作業内容
以下の資料全体で「white shaggy pillow」を「white fluffy cushion」に置き換え、それ以外は一切変えずに書き直してください。画像は回答に含めないでください。

======== 資料抜粋

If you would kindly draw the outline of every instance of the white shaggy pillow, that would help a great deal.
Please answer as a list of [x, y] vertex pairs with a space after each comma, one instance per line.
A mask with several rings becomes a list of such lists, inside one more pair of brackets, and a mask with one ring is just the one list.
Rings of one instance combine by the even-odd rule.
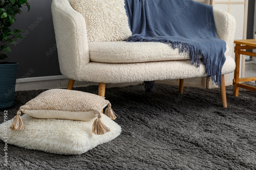
[[[101, 119], [111, 131], [102, 135], [91, 133], [93, 120], [76, 121], [70, 120], [41, 119], [27, 114], [22, 130], [9, 129], [11, 121], [0, 125], [3, 132], [8, 127], [8, 143], [27, 149], [60, 154], [76, 155], [84, 153], [97, 145], [113, 140], [121, 133], [121, 127], [105, 115]], [[0, 139], [6, 139], [3, 133]]]
[[89, 43], [117, 41], [132, 35], [124, 0], [73, 0], [71, 5], [85, 19]]

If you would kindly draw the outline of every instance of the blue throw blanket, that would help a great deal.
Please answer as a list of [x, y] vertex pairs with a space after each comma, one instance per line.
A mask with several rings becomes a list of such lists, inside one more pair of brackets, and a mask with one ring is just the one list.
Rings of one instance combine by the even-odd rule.
[[212, 6], [192, 0], [125, 1], [133, 35], [127, 42], [169, 44], [197, 67], [201, 55], [208, 77], [219, 87], [226, 44], [217, 36]]

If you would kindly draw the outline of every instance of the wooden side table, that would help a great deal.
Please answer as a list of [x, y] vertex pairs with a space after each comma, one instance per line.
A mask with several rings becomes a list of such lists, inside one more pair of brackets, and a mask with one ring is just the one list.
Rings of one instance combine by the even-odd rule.
[[256, 57], [256, 53], [249, 52], [242, 50], [256, 49], [256, 42], [254, 39], [236, 40], [235, 53], [236, 53], [235, 61], [236, 62], [236, 69], [234, 79], [233, 80], [233, 95], [238, 96], [239, 88], [242, 88], [256, 92], [256, 87], [240, 83], [252, 81], [256, 81], [256, 77], [239, 78], [239, 67], [240, 66], [240, 55], [243, 54]]

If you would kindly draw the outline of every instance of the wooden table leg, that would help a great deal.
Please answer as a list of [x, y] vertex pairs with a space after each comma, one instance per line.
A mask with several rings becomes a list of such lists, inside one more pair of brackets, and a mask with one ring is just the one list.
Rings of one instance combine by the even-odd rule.
[[[99, 95], [104, 97], [105, 96], [105, 90], [106, 89], [106, 83], [100, 83], [99, 84]], [[103, 112], [103, 109], [101, 113]]]
[[225, 79], [224, 77], [224, 74], [222, 74], [222, 83], [220, 86], [220, 92], [221, 94], [222, 105], [223, 108], [226, 108], [227, 107], [227, 97], [226, 97], [226, 87], [225, 85]]
[[233, 84], [233, 95], [234, 96], [238, 97], [239, 93], [239, 88], [236, 83], [239, 83], [239, 72], [240, 67], [240, 54], [238, 54], [238, 50], [241, 48], [240, 44], [236, 44], [235, 47], [235, 61], [236, 62], [236, 69], [234, 73], [234, 80], [233, 81], [234, 83]]

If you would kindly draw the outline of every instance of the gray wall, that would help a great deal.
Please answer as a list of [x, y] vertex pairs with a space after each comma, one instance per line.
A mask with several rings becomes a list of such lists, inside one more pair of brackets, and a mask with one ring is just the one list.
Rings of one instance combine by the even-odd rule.
[[[10, 45], [12, 52], [7, 54], [9, 58], [7, 61], [19, 63], [17, 79], [27, 76], [29, 74], [30, 74], [29, 77], [61, 75], [55, 45], [56, 41], [51, 11], [51, 1], [29, 1], [30, 10], [27, 12], [27, 7], [23, 7], [23, 13], [21, 15], [17, 14], [17, 21], [12, 25], [11, 30], [26, 30], [22, 33], [24, 38], [16, 40], [19, 43], [16, 46]], [[30, 74], [29, 69], [31, 69], [33, 73]]]
[[[23, 13], [17, 16], [17, 21], [11, 28], [11, 30], [26, 30], [23, 33], [24, 39], [17, 41], [19, 44], [16, 46], [10, 45], [12, 52], [7, 54], [9, 59], [7, 61], [19, 63], [17, 79], [27, 76], [29, 74], [29, 77], [61, 75], [55, 47], [56, 42], [51, 11], [51, 1], [29, 1], [30, 10], [27, 12], [26, 7], [23, 7]], [[253, 22], [256, 19], [256, 14], [254, 18], [253, 10], [255, 2], [255, 0], [249, 1], [248, 38], [254, 38], [253, 33], [256, 30], [256, 22]], [[42, 19], [40, 21], [38, 17]], [[37, 25], [34, 25], [34, 28], [31, 24], [34, 23]], [[30, 74], [30, 70], [31, 69], [33, 73]]]

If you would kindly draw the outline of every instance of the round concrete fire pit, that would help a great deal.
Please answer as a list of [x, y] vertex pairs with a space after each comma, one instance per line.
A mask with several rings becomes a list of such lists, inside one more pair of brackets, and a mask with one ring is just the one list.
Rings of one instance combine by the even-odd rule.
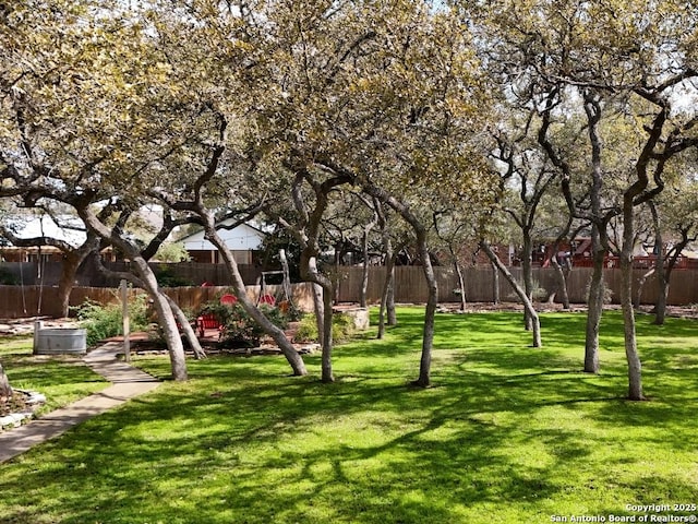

================

回答
If you would kindly draw the outline of every instance of the white fluffy cushion, that would help a great deal.
Please answer as a list of [x, y] vertex pairs with a space after each comma, one instance per line.
A mask with several rings becomes a list of such lists, inside one more pair of brackets, and a mask with one ring is just the one list.
Rings of one instance combine by the even-odd rule.
[[[101, 119], [111, 131], [102, 135], [91, 133], [93, 120], [76, 121], [70, 120], [41, 119], [27, 114], [22, 130], [9, 129], [11, 121], [0, 125], [3, 132], [8, 127], [8, 143], [27, 149], [60, 154], [76, 155], [84, 153], [97, 145], [113, 140], [121, 133], [121, 127], [105, 115]], [[0, 139], [6, 139], [3, 133]]]
[[89, 43], [117, 41], [132, 35], [124, 0], [73, 0], [71, 5], [85, 19]]

If you would kindly draw the outline of every instance of the blue throw blanket, that would help a great deal.
Please answer as a list of [x, y] vertex pairs with a space after each comma, one instance per line.
A mask with several rings becomes a list of such lists, inside one more pair of brackets, and a mask with one ring is just the one list.
Rings of one instance combine by the even-odd rule.
[[212, 6], [192, 0], [125, 1], [133, 35], [127, 42], [169, 44], [197, 67], [201, 55], [208, 77], [219, 87], [226, 44], [217, 36]]

If you would kindly draw the outline of every instance of the wooden side table, that would help a great deal.
Please answer as a list of [x, y] vertex pairs with a space after each comma, one instance per line.
A mask with several rings becomes a list of such lists, inside one more pair of brackets, and a mask with one ring is just the one list.
Rings of one instance combine by the even-odd rule.
[[256, 57], [256, 53], [249, 52], [242, 50], [256, 49], [256, 42], [254, 39], [236, 40], [235, 53], [236, 53], [235, 61], [236, 62], [236, 69], [234, 79], [233, 80], [233, 95], [238, 96], [239, 88], [242, 88], [256, 92], [256, 87], [240, 83], [252, 81], [256, 81], [256, 77], [239, 78], [239, 67], [240, 66], [240, 55], [243, 54]]

If you would kindly draw the outline of every instance of the wooden table leg, that would help a great deal.
Please answer as a list of [x, y] vertex pairs with a space after each comma, one instance per line.
A mask with several rings becomes a list of such lists, inside one more pair of brackets, and a mask with one ring is just the one list.
Rings of one instance combine by the even-odd rule.
[[[99, 95], [104, 97], [105, 96], [105, 90], [106, 89], [106, 83], [100, 83], [99, 84]], [[103, 112], [103, 109], [101, 113]]]
[[225, 79], [224, 77], [224, 74], [222, 74], [222, 83], [220, 86], [220, 92], [221, 94], [222, 105], [223, 108], [226, 108], [227, 107], [227, 97], [226, 97], [226, 87], [225, 85]]
[[233, 84], [233, 95], [234, 96], [238, 97], [239, 93], [239, 88], [236, 83], [239, 83], [239, 72], [240, 67], [240, 54], [238, 54], [238, 50], [241, 48], [240, 44], [236, 44], [235, 47], [235, 61], [236, 62], [236, 69], [234, 73], [234, 80], [233, 81], [234, 83]]

If you would kindly draw the outline of every instance of the gray wall, that would help a great deal.
Please answer as a list of [x, y] vertex pairs with a space after each comma, one instance per line.
A mask with several rings becomes a list of such lists, inside one more pair of brackets, and a mask with one ring is just the one list.
Rings of one instance combine by the even-odd rule.
[[[10, 45], [12, 52], [7, 54], [9, 58], [7, 61], [19, 63], [17, 79], [27, 76], [29, 74], [30, 74], [29, 77], [61, 75], [55, 45], [56, 41], [51, 11], [51, 1], [29, 1], [30, 10], [27, 12], [27, 7], [23, 7], [23, 13], [21, 15], [17, 14], [17, 21], [12, 25], [11, 30], [26, 30], [22, 33], [24, 38], [16, 40], [19, 43], [16, 46]], [[30, 74], [29, 69], [31, 69], [33, 73]]]
[[[23, 13], [17, 16], [17, 21], [11, 28], [11, 30], [26, 30], [23, 33], [24, 39], [17, 41], [19, 44], [16, 46], [10, 45], [12, 52], [7, 54], [9, 59], [7, 61], [19, 63], [17, 79], [27, 76], [29, 74], [29, 77], [61, 75], [55, 47], [56, 42], [51, 11], [51, 1], [29, 1], [30, 10], [27, 12], [26, 7], [23, 7]], [[253, 22], [256, 19], [256, 14], [254, 18], [253, 10], [255, 2], [255, 0], [249, 1], [248, 38], [254, 38], [253, 33], [256, 30], [256, 22]], [[42, 19], [40, 21], [38, 17]], [[37, 25], [34, 25], [34, 28], [31, 24], [34, 23]], [[30, 74], [30, 70], [31, 69], [33, 73]]]

If you would kindly draw the outline of every instance of the round concrete fire pit, that would help a great deal.
Please answer as a list of [x, y] vertex pairs with a space after each comma, one instance per line.
A mask with several rings becomes a list of such lists, inside one more pair of brackets, and a mask with one ring is just the one list.
Rings of one instance combine by the even-odd rule.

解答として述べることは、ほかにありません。